** DATA PROVIDED follows **

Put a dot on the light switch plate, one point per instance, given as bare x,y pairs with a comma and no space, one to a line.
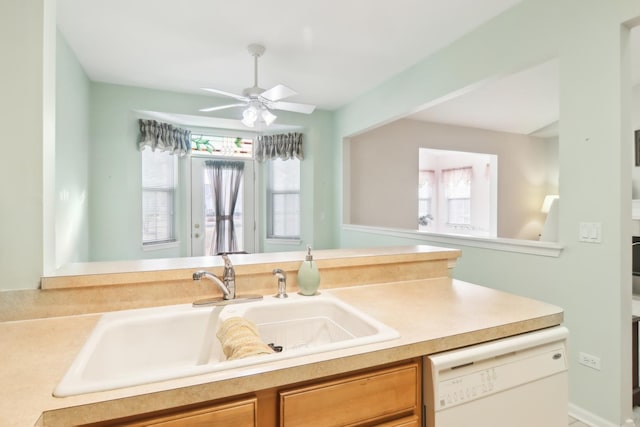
590,232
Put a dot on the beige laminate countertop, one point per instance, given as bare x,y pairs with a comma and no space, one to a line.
430,315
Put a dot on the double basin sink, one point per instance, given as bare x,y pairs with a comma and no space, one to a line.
133,347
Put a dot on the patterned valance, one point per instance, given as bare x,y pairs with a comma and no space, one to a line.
164,137
282,146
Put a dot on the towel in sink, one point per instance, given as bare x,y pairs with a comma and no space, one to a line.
239,338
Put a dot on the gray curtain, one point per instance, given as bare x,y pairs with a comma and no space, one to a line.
282,146
225,177
164,137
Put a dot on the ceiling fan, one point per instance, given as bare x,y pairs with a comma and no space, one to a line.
258,102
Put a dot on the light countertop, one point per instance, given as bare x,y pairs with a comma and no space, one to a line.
431,315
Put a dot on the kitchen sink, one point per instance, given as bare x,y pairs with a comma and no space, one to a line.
140,346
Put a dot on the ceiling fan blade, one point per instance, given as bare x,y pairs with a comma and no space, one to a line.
278,92
222,107
229,94
293,106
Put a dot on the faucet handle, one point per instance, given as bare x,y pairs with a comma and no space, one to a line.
282,283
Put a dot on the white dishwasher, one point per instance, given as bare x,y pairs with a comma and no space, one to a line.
516,381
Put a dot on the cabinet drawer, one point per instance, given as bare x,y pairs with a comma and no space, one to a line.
240,413
381,395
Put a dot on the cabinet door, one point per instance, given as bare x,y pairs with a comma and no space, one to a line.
240,413
378,396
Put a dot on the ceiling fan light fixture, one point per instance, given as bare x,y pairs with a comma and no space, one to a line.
249,116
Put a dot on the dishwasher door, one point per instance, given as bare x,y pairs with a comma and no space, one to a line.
517,381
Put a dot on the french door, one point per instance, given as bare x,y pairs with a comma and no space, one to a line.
203,215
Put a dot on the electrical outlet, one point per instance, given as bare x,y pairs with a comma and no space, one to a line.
589,360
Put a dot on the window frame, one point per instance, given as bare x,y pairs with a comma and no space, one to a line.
171,213
270,205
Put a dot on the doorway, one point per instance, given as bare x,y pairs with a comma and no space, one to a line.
206,221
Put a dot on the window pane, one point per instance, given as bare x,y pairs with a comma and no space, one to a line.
459,211
157,211
158,196
158,169
286,215
285,175
284,199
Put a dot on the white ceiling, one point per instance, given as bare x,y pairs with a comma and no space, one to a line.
524,103
329,51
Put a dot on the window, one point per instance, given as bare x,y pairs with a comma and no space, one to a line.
426,190
457,187
159,179
457,192
283,199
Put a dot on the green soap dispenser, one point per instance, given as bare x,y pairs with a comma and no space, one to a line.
308,275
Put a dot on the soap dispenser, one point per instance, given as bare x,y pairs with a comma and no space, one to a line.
308,275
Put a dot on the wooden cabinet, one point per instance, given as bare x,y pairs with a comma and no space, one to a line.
389,397
238,413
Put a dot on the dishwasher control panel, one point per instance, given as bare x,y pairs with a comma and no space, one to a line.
457,379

** End of DATA PROVIDED **

_WHAT THE TASK REQUIRES_. The entries above are to be copied exactly, with every picture left out.

_SOLUTION_.
Put a dot on the light switch plate, one point per instance, given as bare x,y pairs with a comma and no space, one to a line.
590,232
Put a dot on the beige laminate countertop, one point per instance, given as bare x,y pairs with a comma and no space, one to a line.
430,315
Put a dot on the double basin sink, one point per instance, given as bare x,y pairs with a comma and no space, one to a line.
133,347
Put a dot on the patterned valance, one point per instance, given as bare x,y pairs with a comma and no space, one to a line.
164,137
282,146
Put a dot on the towel in sink, one point per instance, given as bare x,y pairs with a comma and no space, one to a line.
239,338
Put a dot on the gray curtain, one point per instance, given as bare x,y pairs with a comma and no space, one to a line.
282,146
225,177
164,137
Put a dot on the ceiling fan, one point per instance, given as bare x,y pairs with a comma and no space, one to a line.
258,102
Put a dot on the light countertop, one point per instance, given as bare x,y pairs with a comma and no space, one to a line.
431,315
Put a dot on the kitchen sink, one point per instance, given as bare x,y pairs with a comma and no space, one to a line.
140,346
Put a dot on the ceiling fan blade, one point per instance, given as bare x,y pairs with a comma and no space, one to a line.
278,92
222,107
229,94
293,106
Put a dot on the faucet handle, one point per instance, given as bare x,y pairs with a comma and no space, one to a line.
282,283
Put a dot on the white dishwasher, one point per instance, given as bare x,y pairs with a comma and no space, one to a line.
516,381
Put a dot on the cabinet drawer, one point per instance, given as bare x,y pairs with a comma and no space, one to a line.
240,413
381,395
Put a dot on the cabinet door, one point per instance, given as bare x,y pairs with a comma and no space, one to a line.
240,413
378,396
Put a dot on the ceiling fan light fixture, one point per instance, given as bare x,y pairs with a comma and no space, one to a line.
249,116
Put a dot on the dishwasher door, one point per instance, given as bare x,y pairs with a comma and no space, one to a line.
517,381
Put a dot on the french door, one point per instance, given as bare x,y pairs with a comma and no space, one to a line.
203,215
Put a dot on the electrical outlet, one point per instance, given as bare x,y pairs with a comma and no space, one to a line.
589,360
Put a dot on the window frame, one point per instance, given as bare x,y pairs with a comma and no space, one to a line.
171,213
270,205
Put a dot on the doorway, one point per instance, given as bare x,y pairs with a comma and no space, one to a line.
206,221
Put a dot on the window pane, one point per instance, given as bare x,y pairs with a comma and no space, one to a line.
459,211
157,211
158,196
158,169
286,215
285,175
284,199
Put a dot on the white ceiling, one point per instance, given as bare x,y pairs with a comma and no space, one to a line.
524,103
329,51
Put a dot on the window, one point per instance, given as bare x,y pairs with a comma and no space, one to a line.
426,190
457,187
159,179
457,192
283,199
Put a dot on the green soap dispenser, one point per instance, given as bare x,y pairs with a comma and no space, one to a line.
308,275
Put a dot on the soap dispenser, one point per instance, given as bare x,y pairs with a comma and no space, one to a line.
308,275
Put a dot on the wooden cabinet, one point per instance, given as bare x,y pairs with a comma and no space, one to a line.
389,397
238,413
Put a dot on the dishwasher control panel, one point per instance, given as bare x,y pairs with a comma and no space, one to a line.
457,379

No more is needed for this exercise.